The 2023 John Dwyer Lecture in Biology is scheduled for Friday, Nov. 10.

The lecture, sponsored by the Missouri Botanical Garden and Saint Louis University’s Department of Biology, will feature Shahina Ghazanfar, Ph.D., Senior Botanist Royal Botanic Gardens, Kew. Her lecture is titled “Plants of the Quran: History and Culture.”  

The lecture is free and open to the public. The lecture will begin at 4 p.m. at the Missouri Botanical Garden, Jack C. Taylor Visitor Center and Bayer Event Center

The annual John Dwyer Lecture in Biology honors the memory of Dr. John Dwyer, a professor of biology at Saint Louis University and a research associate of the Missouri Botanical Garden.

A book signing follows the lecture.

“Plants of the Qur’ān, History and Culture” is the first book to explore and highlight the history of the plants mentioned in the Qur’ān. It delves into the historical and current cultural significance of the 30 most-featured plants from the Qur’ān, like castor oil, myrtle, and food plants like ginger, garlic and dates. The book explores traditional and present use of these plants, including as food and medicine, and the context in which plants are mentioned in the Qur’ān.

Looking at these plants from a current perspective, the book also advocates for conservation and sustainable use of plants and their habitats as many face threats from climate change and human impact on their natural habitats.

Ghazanfar was educated at the Universities of Punjab and Cambridge, and has been based at the Royal Botanic Gardens, Kew, since 2001. She is co-editor of the Flora of Tropical East Africa, a detailed taxonomic account of the roughly 12,000 plant species found in Uganda, Kenya, and Tanzania, for which she researched and wrote the account of the family Scrophulariaceae. She also co-organized, and edited the proceedings, of the 17th AETFAT Congress in Addis Ababa in 2003.

Her main areas of research are the systematics, vegetation, and biogeography of Oman, Arabia, and Pakistan. She has published a detailed account of the biochemistry and usage of Arabian medicinal plants and is the author of the first ever Flora of Oman. As an expert on the Arabian Peninsula, she is often consulted on its native flora, medicinal and perfume plants, and since 1992 has made numerous environmental assessments of development projects and proposed nature reserves in the region.

In addition to writing and editing scientific publications, she is an accomplished botanical artist who has illustrated most of her books and all her research papers. The British Council in Oman mounted a solo exhibition of her watercolors in 1993.

Ghazanfar is on the editorial board of Systematics and Geography of Plants, and a member of the Linnean Society, AETFAT, IAPT, the Society for Arabian Studies, the Society of Economic Botany, and the Arabian Plant Specialist Group of the Species Survival Commission, IUCN.

··········

INSTRUCTIONS |
(1) Answer these questions using the lecture announcement.
(a) At what time will the lecture begin?
(b) Since what year has Ghazanfar been based at the Royal Botanic Gardens, Kew?
(c) In what year did the British Council in Oman mount a solo exhibition of her watercolors?
(2) In the lecture announcement, substitute "paintings" for "watercolors" and write out the passage from "In addition to" up to and including "Survival Commission, IUCN.".
(3) List every plant that the lecture announcement names as an example of the plants featured in the Qur'ān.

Collected data |
··········

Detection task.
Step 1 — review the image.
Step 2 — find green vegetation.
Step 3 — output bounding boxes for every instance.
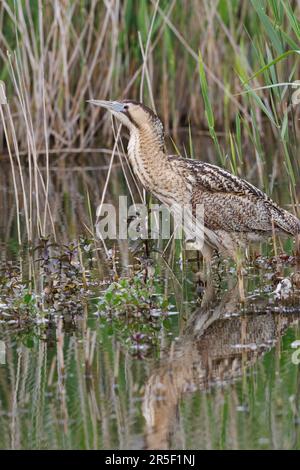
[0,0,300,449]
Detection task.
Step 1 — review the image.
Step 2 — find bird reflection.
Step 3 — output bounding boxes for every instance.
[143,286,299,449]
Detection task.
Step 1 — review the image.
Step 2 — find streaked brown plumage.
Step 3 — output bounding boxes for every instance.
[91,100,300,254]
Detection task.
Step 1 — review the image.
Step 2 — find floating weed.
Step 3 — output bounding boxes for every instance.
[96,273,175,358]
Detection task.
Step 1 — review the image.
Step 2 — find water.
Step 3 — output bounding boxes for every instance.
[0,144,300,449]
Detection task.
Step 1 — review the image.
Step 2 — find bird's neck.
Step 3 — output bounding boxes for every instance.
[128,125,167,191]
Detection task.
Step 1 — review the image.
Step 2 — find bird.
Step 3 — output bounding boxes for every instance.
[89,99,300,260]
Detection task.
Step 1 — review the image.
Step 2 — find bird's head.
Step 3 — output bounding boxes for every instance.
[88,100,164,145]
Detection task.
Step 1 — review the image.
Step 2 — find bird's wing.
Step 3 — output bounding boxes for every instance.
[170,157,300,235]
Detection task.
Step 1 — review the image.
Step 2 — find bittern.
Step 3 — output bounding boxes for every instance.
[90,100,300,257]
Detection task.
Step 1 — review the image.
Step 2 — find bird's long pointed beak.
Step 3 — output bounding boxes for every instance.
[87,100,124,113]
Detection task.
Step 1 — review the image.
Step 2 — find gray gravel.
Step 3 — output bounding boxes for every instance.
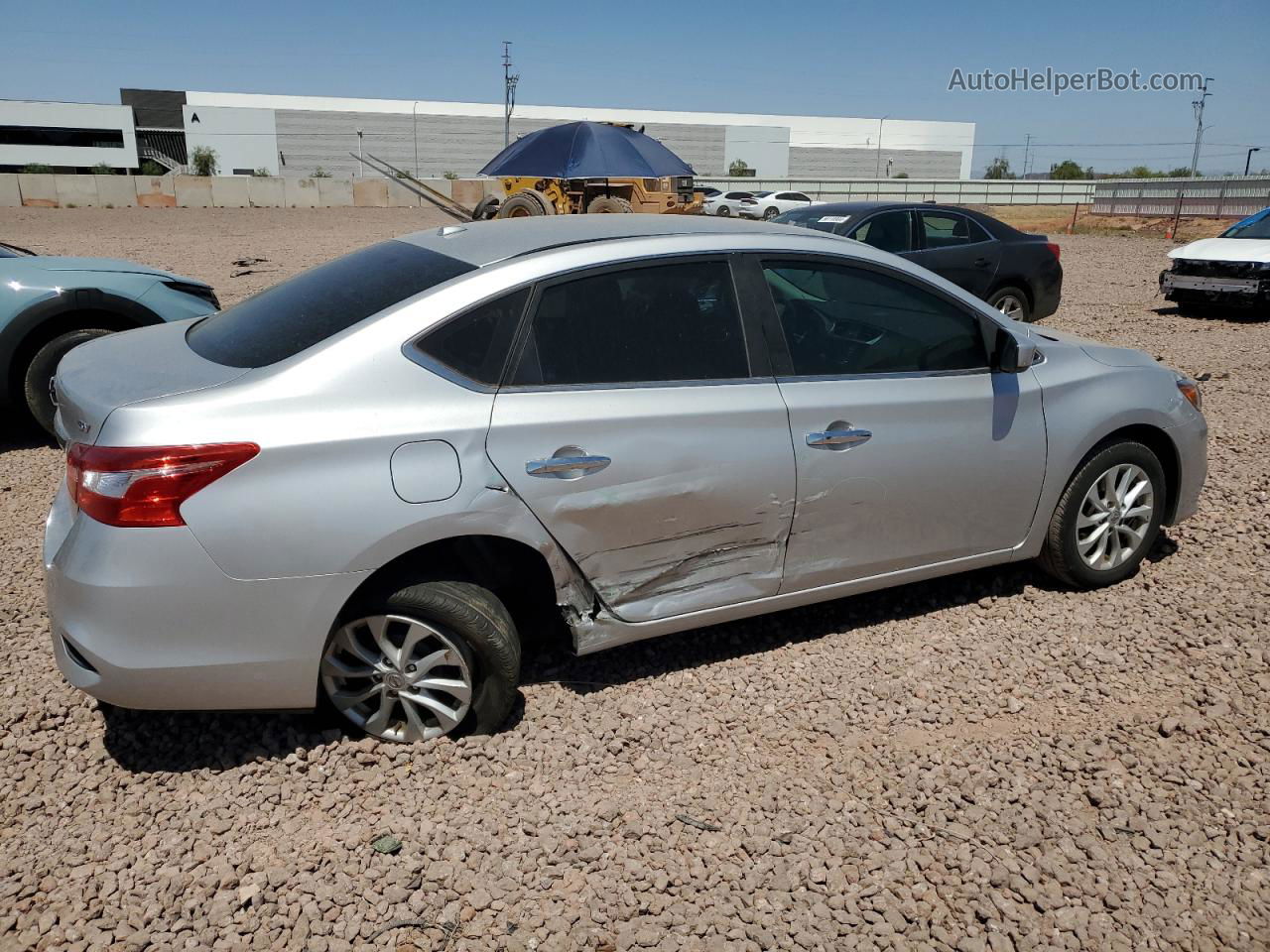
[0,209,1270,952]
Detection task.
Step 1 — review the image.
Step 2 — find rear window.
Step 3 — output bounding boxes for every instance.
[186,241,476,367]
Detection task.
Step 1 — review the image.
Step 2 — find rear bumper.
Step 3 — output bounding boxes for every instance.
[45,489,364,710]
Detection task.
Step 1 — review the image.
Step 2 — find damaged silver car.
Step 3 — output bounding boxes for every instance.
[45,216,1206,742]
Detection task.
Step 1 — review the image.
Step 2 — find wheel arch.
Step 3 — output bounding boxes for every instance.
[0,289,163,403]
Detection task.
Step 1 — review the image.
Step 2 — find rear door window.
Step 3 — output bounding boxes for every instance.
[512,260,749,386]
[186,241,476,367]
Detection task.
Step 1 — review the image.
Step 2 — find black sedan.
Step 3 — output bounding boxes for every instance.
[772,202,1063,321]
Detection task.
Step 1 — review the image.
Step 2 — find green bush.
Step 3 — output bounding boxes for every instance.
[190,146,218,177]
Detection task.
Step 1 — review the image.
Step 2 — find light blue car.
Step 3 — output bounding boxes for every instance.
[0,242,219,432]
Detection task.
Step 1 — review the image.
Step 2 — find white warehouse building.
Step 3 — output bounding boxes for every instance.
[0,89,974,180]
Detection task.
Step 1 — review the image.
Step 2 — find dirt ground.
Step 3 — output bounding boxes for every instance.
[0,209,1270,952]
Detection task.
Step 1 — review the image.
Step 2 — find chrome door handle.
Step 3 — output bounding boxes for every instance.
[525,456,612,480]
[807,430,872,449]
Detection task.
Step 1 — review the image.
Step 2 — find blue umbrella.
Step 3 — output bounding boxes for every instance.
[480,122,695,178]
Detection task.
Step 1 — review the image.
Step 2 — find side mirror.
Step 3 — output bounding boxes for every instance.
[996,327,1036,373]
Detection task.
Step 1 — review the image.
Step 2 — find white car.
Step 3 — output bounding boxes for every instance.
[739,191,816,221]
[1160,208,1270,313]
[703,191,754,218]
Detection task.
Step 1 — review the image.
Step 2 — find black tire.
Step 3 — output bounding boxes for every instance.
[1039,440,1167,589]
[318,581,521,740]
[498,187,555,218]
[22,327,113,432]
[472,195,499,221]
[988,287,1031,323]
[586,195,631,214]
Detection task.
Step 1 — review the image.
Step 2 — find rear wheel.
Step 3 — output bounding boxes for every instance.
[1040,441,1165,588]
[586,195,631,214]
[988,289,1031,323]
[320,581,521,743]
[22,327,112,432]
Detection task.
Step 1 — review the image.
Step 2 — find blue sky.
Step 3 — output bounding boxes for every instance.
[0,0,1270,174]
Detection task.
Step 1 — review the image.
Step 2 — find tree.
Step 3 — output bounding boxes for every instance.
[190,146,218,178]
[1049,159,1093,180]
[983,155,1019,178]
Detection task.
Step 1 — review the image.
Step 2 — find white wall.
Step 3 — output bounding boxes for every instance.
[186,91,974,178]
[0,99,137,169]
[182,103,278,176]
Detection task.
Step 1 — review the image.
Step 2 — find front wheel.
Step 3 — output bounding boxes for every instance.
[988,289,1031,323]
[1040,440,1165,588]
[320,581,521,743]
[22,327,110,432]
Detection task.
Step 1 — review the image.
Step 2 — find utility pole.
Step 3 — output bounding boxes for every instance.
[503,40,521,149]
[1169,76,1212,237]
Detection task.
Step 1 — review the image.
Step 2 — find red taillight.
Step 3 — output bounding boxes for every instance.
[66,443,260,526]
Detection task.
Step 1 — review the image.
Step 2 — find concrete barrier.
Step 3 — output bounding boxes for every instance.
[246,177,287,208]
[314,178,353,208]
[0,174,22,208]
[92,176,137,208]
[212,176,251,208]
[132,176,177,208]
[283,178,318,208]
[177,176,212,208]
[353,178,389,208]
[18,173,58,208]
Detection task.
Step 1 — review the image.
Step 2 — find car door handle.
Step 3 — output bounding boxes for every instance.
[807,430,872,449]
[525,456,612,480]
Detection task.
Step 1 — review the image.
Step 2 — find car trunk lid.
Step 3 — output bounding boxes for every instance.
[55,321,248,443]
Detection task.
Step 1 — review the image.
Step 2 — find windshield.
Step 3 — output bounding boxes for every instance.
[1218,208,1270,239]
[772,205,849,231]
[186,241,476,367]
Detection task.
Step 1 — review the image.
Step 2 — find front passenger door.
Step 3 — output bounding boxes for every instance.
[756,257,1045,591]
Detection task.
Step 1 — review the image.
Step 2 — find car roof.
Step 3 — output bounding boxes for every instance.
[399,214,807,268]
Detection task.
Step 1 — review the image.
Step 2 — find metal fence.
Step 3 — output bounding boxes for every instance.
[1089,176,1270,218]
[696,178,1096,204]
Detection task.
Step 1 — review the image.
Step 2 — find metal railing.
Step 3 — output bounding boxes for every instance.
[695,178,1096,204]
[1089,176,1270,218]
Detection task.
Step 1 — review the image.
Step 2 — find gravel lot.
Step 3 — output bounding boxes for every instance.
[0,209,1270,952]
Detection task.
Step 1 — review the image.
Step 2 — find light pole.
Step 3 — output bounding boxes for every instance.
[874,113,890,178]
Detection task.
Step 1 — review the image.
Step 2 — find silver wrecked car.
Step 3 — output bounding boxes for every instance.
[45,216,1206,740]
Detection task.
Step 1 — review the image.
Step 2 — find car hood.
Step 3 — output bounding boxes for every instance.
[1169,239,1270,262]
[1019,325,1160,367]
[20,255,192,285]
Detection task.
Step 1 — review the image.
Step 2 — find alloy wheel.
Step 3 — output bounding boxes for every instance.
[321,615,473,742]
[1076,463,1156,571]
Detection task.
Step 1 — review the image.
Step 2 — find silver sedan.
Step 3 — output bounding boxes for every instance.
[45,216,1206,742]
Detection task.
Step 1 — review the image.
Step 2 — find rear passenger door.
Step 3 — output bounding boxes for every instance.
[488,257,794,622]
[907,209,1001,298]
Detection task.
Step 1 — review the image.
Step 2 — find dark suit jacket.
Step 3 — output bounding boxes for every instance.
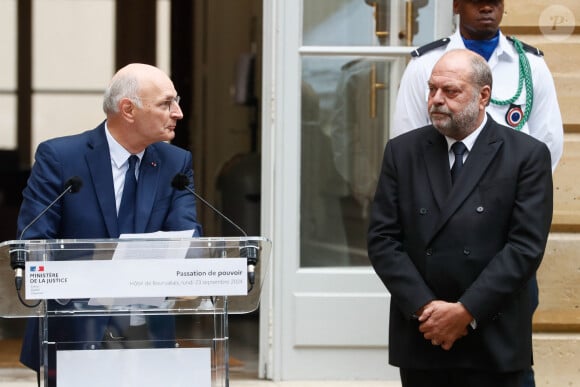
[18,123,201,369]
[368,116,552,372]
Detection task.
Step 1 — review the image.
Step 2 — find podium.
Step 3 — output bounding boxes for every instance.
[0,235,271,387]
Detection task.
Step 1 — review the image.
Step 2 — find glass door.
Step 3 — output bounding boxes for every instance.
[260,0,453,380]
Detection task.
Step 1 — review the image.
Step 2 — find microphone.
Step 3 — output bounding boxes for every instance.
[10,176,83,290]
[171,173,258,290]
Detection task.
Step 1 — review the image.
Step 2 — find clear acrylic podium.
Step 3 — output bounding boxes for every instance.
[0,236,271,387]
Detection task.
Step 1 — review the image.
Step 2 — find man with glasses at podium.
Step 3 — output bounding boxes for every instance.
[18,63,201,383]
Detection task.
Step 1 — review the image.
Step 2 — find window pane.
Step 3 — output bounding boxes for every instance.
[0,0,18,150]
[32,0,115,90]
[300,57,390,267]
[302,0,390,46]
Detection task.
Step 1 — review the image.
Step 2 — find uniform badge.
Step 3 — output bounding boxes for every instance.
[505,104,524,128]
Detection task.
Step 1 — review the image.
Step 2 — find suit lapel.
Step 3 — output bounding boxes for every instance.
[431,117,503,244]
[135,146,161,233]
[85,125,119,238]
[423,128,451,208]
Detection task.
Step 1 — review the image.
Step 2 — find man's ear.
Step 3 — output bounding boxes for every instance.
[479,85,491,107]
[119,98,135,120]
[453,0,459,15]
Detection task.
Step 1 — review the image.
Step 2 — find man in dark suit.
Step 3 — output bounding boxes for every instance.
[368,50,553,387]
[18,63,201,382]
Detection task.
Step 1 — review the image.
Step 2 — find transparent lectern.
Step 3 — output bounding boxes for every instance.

··········

WRITTEN RESPONSES |
(1)
(a) 4 p.m.
(b) 2001
(c) 1993

(2)
In addition to writing and editing scientific publications, she is an accomplished botanical artist who has illustrated most of her books and all her research papers. The British Council in Oman mounted a solo exhibition of her paintings in 1993.

Ghazanfar is on the editorial board of Systematics and Geography of Plants, and a member of the Linnean Society, AETFAT, IAPT, the Society for Arabian Studies, the Society of Economic Botany, and the Arabian Plant Specialist Group of the Species Survival Commission, IUCN.

(3) Castor oil, myrtle, ginger, garlic, dates